**Supplied passage**
-=-=-

You might have a look at

http://micro.magnet.fsu.edu/primer/techniques/dic/dichome.html

Depending on what your concept of "theoretical" is, this might be the
source of information you are looking for - or not.

The wording "behind" the objective in your text is a little bit un-clear.
What you mean, I suppose, is the following:

In a classical transmitted light configuration, you will have the light
source, a collector lens, the field diaphragm, then the DIC polarizer, the
condenser DIC prism - also known as the "main DIC prism" -, the condenser
with its front lens, the condenser immersion medium (air, water, oil, or
glycerine),  the microscope slide, the specimen in its mounting medium,
the cover slip, the immersion medium for the objective - e.g. air, water,
oil, glycerine -, the objective, the objective DIC prism - also known as
"auxiliary DIC prism" -, the DIC analyzer and finally the observation or
imaging optics.

What you describe as the "DIC prism behind the objective" most probably is
the auxiliary DIC prism, i.e. the DIC prism on the image side of the
objective. While a number of microscope producers have this auxiliary DIC
prism mounted so that you can adjust it for optimizing your contrast image
("DIC slider"), in the Olympus systems an adjustment is done in a slightly
different way; Olympus provides a lambda/4 plate as an additional element
between DIC polarizer and condenser DIC prism. The user then adjusts the
orientation of the DIC polarizer in order to change the contrast settings.

-=-=-

**Task to carry out**
Answer these questions from the passage on DIC microscopy.
1. What other name is given for the condenser DIC prism?
2. What other name is given for the objective DIC prism?
3. What extra element does Olympus place between the DIC polarizer and the condenser DIC prism?
You will not need the data for this exercise.

-=-=-

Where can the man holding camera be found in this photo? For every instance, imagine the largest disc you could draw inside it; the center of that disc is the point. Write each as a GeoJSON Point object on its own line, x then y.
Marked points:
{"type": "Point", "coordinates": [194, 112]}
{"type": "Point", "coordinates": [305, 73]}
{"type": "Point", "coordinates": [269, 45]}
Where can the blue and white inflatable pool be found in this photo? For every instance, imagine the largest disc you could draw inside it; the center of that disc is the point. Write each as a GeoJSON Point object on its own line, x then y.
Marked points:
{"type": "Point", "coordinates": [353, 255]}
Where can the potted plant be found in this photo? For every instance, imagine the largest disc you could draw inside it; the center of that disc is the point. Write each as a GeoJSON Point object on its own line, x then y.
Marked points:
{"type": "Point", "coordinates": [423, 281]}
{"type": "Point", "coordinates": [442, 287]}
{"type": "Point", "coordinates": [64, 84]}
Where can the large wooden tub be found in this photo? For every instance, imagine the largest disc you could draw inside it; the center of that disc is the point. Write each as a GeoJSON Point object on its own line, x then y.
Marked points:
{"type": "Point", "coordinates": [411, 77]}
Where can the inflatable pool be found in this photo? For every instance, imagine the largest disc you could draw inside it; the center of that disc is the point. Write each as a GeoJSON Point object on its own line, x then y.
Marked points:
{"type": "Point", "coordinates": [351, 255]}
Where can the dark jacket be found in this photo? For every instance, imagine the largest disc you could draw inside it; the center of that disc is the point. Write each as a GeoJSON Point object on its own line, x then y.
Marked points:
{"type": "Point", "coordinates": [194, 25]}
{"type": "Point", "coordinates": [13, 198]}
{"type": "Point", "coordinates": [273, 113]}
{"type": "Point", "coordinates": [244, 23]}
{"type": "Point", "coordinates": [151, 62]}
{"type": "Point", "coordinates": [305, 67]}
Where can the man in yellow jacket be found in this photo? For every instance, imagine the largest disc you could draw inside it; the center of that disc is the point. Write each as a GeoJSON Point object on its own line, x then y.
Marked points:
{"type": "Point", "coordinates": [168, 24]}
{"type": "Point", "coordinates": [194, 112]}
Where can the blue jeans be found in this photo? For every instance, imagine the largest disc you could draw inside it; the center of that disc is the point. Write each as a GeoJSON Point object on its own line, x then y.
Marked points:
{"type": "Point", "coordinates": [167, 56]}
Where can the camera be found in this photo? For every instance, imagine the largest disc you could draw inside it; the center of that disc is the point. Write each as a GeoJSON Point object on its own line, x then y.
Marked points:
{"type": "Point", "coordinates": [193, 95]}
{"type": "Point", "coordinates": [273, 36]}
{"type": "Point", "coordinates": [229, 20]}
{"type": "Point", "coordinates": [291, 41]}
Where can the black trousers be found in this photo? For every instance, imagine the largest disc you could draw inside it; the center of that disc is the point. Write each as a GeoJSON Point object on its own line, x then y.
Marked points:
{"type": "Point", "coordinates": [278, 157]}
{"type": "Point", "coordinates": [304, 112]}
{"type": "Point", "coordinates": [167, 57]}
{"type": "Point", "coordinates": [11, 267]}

-=-=-

**Answer to this exercise**
1. The "main DIC prism"
2. The "auxiliary DIC prism"
3. A lambda/4 plate